→ What to work on:
**A.** According to the comments on airline bailouts, which two airlines would rather fill every plane to the brim than keep COVID numbers down?
**B.** Write the next part of the comments on airline bailouts, starting after the last sentence shown.

→ Text:
☆ ☆ ☆ ☆ ☆ ☆ ☆


  4. @ Ben — None of these groups should receive bailouts. In fact, our resources should be directed towards our healthcare crisis, not towards paying people to not work.

  5. Ah, America. Where we give corporations that, through their own fault, have no rainy day fund massive bailouts during an economic slowdown but give an unemployed family a.single check and call it a day.

  6. Instead put money towards retraining or helping these people find other careers. Millions of people across the country are unemployed and struggling, why shouldn’t these guys be treated like everyone else?

  7. This really is where a social safety net for furloughed or laid off staff would be the way to go, rather than a piecemeal bailout to keep select groups people at work for no discernible reason other than a lobbying arm or a well connected congress critter. But I guess that would be doing a shooshalism. The horror.

  8. Only in America does the phrase ‘Liberate yourself!’ mean get back to work. Corporate bailouts, beyond the more well-understood issues of stock buybacks, bonuses and temporary stays of layoffs, act as a mechanism to keep employees under an oppressed system. A system where the work of the many benefit the few. Executive leadership and those who earn their wealth based on the work of others aren’t concerned about public health because their lives don’t occur in the same public as everyone else. What do I mean by that? An executive isn’t worried about the strain on the healthcare system when they have private care. An owner isn’t worried about sitting on a crowded plane when they access to a corporate jet.

  9. This whole situation of only bailing out airlines is ridiculous considering how almost every single industry is affected. Airline employees shouldn’t receive special treatment and get paid to not work. Instead the money should be directed to helping everyone affected, not just airlines, especially when certain airlines (AA, United) are not interested in keeping COVID numbers down and instead would rather fill every plane to the brim.

  10. Airline employee here, and I mostly agree with you, Ben.

    I don’t want to lose my job. I don’t want to see my colleagues lose their jobs. But the airline industry is going to take more than six months to recover and it’s not sustainable to continue accepting government money and saddling ourselves with more and more debt. That’s going to make recovery even harder.

☆ ☆ ☆ ☆ ☆ ☆ ☆

Stored data:
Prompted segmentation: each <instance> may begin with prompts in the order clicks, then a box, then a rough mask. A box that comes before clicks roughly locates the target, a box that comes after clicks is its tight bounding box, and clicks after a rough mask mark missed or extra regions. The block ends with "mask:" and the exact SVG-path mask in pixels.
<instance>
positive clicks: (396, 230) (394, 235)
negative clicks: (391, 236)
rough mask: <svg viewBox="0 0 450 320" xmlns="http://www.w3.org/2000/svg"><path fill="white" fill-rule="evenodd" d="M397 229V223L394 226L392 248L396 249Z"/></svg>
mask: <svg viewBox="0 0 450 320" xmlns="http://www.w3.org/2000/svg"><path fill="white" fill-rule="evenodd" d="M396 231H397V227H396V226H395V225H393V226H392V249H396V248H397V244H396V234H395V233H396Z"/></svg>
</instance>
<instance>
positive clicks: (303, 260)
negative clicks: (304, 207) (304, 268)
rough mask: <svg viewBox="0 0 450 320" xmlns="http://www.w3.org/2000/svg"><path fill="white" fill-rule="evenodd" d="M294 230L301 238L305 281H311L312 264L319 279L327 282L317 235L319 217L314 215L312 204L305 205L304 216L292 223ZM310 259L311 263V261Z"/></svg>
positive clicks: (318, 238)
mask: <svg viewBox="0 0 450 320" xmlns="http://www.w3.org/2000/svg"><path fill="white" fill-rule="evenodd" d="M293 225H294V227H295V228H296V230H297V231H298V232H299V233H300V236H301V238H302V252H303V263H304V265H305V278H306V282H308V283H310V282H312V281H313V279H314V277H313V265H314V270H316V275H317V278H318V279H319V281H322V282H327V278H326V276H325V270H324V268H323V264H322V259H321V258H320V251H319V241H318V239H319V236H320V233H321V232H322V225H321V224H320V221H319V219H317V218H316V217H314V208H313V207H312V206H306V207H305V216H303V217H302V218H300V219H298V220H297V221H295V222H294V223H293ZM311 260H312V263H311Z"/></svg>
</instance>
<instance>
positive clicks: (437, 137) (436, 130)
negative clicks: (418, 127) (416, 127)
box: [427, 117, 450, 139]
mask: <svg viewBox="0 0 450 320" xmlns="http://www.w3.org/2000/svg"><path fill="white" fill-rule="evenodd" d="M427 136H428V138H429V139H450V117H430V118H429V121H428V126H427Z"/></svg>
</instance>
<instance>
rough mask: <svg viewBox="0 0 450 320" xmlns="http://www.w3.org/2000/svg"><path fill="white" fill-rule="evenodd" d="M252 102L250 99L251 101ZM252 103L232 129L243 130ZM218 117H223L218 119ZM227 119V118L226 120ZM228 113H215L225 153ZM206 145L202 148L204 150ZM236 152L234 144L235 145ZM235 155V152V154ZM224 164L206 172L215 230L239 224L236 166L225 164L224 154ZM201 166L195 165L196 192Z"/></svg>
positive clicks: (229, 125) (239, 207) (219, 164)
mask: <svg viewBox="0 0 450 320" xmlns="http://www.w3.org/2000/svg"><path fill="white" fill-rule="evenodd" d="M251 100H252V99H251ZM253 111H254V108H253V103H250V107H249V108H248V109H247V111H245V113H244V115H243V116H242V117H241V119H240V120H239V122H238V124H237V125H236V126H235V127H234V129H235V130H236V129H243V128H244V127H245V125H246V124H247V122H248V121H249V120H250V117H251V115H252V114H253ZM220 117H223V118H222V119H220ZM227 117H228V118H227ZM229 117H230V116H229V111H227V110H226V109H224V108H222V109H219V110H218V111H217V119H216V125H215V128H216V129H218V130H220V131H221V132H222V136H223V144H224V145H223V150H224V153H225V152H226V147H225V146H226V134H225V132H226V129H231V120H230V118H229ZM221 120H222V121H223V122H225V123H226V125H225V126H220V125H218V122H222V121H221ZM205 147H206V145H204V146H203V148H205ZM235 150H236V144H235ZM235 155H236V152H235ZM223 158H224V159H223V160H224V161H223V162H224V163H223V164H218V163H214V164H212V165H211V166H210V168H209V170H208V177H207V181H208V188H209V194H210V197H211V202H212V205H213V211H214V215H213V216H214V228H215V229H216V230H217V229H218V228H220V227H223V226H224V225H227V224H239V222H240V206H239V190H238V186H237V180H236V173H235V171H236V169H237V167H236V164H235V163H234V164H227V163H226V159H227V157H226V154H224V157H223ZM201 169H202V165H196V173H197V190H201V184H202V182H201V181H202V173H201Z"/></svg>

☆ ☆ ☆ ☆ ☆ ☆ ☆

→ Answers below:
**A.** AA and United.

**B.**
    What this really highlights is that this country has no social safety net and your financial and healthcare futures are inextricably tried to your job. Regular unemployment (sans the $600 bonus) isn’t really a substitute for pay, especially if you’re a high earner. COBRA is prohibitively expensive no matter what. It’s an awful situation for people to be in through no fault of their own.

  11. Once again the pilots unions are looking out for #1. Where were they when the airlines outsourced heavy maintenance out of country which resulted in tens of thousands of mechanics losing their jobs.

  12. The Air Force budget is $165 billion. At least half of that is welfare for defense contractors. Civilians working in the airline industry have necessary skills and training if we ever need to fight an air war again, or a land war requiring half a million troops being transported back and forth to another continent. Let’s keep the civilians until we’re sure we don’t need them. And although I share your pessimism that we won’t have a vaccine in six months, why don’t you just come out and say it? Because neither of us is a scientist and we know better than to engage in idle speculation?

  13. I think people misunderstand. The point is to keep people employed and the business afloat. If the business collapse, then all employees falls into unemployment, but they have no employer to return to after the crisis is over. This will probably keep them unemployed much longer if the jobs no longer exists.
    If this plan is better than letting the business collapse and people going into unemployment, that is for anyone opinion, but based on comments, I don’t think people understood the point of this.